#### What the exercise asks
Please set down each line of the data again, unchanged.

**** Recorded information

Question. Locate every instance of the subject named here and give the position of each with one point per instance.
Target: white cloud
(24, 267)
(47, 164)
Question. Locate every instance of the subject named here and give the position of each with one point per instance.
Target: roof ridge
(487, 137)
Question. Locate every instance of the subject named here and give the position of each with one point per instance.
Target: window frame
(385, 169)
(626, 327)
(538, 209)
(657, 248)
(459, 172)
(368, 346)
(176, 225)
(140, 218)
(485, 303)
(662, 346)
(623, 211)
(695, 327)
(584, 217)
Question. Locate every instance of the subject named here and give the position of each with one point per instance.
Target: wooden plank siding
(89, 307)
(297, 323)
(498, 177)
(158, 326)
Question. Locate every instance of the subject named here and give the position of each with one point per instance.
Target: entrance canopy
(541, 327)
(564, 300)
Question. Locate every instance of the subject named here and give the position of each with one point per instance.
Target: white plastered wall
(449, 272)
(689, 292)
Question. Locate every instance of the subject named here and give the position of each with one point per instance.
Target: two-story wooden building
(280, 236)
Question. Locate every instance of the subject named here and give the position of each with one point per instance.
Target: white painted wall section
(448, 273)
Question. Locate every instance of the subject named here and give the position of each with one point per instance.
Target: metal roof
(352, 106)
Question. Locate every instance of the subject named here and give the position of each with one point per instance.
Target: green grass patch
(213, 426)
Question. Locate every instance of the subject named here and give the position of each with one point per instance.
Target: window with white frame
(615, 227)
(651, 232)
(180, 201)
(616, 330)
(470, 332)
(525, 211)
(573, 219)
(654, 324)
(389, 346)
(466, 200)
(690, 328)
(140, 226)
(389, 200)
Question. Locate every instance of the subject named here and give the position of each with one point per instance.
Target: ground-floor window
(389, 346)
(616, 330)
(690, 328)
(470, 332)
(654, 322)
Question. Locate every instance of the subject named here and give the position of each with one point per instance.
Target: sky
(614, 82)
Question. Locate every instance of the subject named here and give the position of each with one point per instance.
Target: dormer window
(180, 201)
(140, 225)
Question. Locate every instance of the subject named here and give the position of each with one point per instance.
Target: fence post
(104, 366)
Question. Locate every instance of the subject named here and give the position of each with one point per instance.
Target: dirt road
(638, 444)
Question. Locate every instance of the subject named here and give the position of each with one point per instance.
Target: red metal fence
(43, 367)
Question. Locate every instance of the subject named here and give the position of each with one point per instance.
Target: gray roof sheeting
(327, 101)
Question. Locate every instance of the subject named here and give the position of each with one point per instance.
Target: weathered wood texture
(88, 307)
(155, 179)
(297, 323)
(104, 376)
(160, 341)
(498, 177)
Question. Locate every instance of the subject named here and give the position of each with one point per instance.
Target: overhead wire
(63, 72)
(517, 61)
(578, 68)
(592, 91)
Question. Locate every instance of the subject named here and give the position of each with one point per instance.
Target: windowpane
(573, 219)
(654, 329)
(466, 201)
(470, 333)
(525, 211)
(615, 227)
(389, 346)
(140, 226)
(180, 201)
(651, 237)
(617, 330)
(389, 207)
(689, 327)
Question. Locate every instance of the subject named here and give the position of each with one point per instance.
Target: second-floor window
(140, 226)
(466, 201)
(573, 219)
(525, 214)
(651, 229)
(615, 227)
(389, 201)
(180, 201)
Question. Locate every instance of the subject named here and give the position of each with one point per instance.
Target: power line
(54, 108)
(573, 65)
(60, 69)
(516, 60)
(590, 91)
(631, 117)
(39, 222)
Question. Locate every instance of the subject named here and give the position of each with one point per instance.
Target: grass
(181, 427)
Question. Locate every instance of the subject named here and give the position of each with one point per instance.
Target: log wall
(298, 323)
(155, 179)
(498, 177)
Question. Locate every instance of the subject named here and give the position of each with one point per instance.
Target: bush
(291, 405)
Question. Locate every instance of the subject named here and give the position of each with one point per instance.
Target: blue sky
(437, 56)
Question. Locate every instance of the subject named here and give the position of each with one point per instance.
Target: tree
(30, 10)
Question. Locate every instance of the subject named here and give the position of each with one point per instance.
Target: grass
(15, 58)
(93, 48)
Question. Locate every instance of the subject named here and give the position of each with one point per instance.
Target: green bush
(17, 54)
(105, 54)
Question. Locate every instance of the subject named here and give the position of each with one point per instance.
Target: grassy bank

********

#### Result
Question. Locate every instance of the subject named here and give the position of each with one point per instance.
Target: white cloud
(24, 267)
(47, 164)
Question. Locate every instance of the subject named here and give the position of each with one point per instance.
Target: roof ridge
(487, 137)
Question. Locate every instance of the subject named here and give the position of each with one point per instance.
Target: window frame
(385, 169)
(626, 327)
(538, 209)
(657, 248)
(459, 172)
(368, 346)
(176, 225)
(140, 218)
(485, 303)
(662, 346)
(623, 211)
(695, 327)
(584, 217)
Question. Locate every instance of the subject named here and give the position of each with one point per instance.
Target: wooden plank siding
(89, 307)
(297, 323)
(498, 177)
(158, 326)
Question. Locate every instance of the subject named here and give the position of each with one point per instance.
Target: entrance canopy
(541, 327)
(564, 300)
Question. Locate every instance of the subject named here and give the position of each with one point per instance.
Target: white plastered wall
(449, 272)
(689, 292)
Question. Locate every instance of the subject named here and give the position of each with one point per instance.
Target: two-story wooden building
(280, 236)
Question. Locate every instance of the subject named here and give the position of each with one point per instance.
Target: white painted wall section
(448, 273)
Question. Locate every instance of the subject named here and give the position of each with one point per instance.
Target: metal roof
(352, 106)
Question. Locate every instance of the subject named here and give the position of each with one point per instance.
Target: green grass patch
(213, 426)
Question. Locate every instance of the subject named here and give the position of each with one point per instance.
Target: window with white frame
(615, 227)
(651, 232)
(180, 201)
(616, 330)
(470, 332)
(525, 211)
(573, 219)
(654, 324)
(389, 346)
(466, 200)
(690, 328)
(140, 226)
(389, 200)
Question. Locate every instance of the subject named here and give the position of each with one point per instance.
Target: ground-floor window
(389, 346)
(616, 330)
(690, 328)
(470, 332)
(654, 322)
Question. Locate every instance of the subject named here and give the position of each with one point per instance.
Target: sky
(614, 82)
Question. Locate every instance of the subject named here and give the position of each with one point per instance.
Target: dormer window
(180, 201)
(140, 225)
Question. Locate every instance of the subject named here and give the position of each with one point per instance.
Target: fence post
(104, 366)
Question. Locate every instance of the subject named here and give the position of each with one point per instance.
Target: dirt road
(638, 444)
Question. Locate every instance of the subject named here and give the position of each with one point per instance.
Target: red metal fence
(43, 367)
Question. Locate every instance of the subject named here and give the position of each with one point per instance.
Target: gray roof sheeting
(327, 101)
Question. Locate every instance of the subject named here and give the position of each with one point per instance.
Target: weathered wood texture
(88, 307)
(155, 179)
(297, 323)
(104, 376)
(160, 341)
(498, 177)
Question. Locate every instance of the subject named here and give the position of each with one point per instance.
Target: overhead wire
(63, 72)
(517, 61)
(578, 68)
(592, 91)
Question. Locate every instance of the subject named here and give the position of each with one point per instance.
Target: windowpane
(573, 219)
(654, 329)
(466, 201)
(470, 333)
(525, 211)
(615, 227)
(389, 346)
(140, 226)
(180, 201)
(651, 237)
(617, 330)
(389, 207)
(689, 327)
Question. Locate every instance of the subject named here and give the position of each with one point per instance.
Target: second-floor window
(140, 226)
(466, 201)
(573, 219)
(525, 214)
(651, 229)
(615, 227)
(389, 201)
(180, 201)
Question. Locate every instance of the subject named here and give the position of each with one point per instance.
Target: power line
(54, 108)
(573, 65)
(60, 69)
(516, 60)
(590, 91)
(631, 117)
(39, 222)
Question. Locate every instance of the subject named here and give the position of each with one point per instance.
Target: grass
(181, 427)
Question. Locate every instance of the subject named here and give the position of each with one point per instance.
Target: log wall
(298, 323)
(155, 179)
(498, 177)
Question. Locate every instance of the subject named here and give the position of each with one point per instance.
Target: bush
(291, 405)
Question. Locate every instance of the subject named here and give the position of each with one point per instance.
Target: blue sky
(437, 56)
Question. Locate every instance of the subject named here and give the position of each with one point per instance.
Target: tree
(30, 10)
Question. Locate every instance of the subject named here and give the position of each with one point per instance.
Target: grass
(15, 58)
(93, 48)
Question. Locate every instance of the subject named here and give the position of each with one point per instance.
Target: green bush
(17, 54)
(105, 54)
Question. Locate every instance of the subject named here and give the position of each with one point per instance.
Target: grassy bank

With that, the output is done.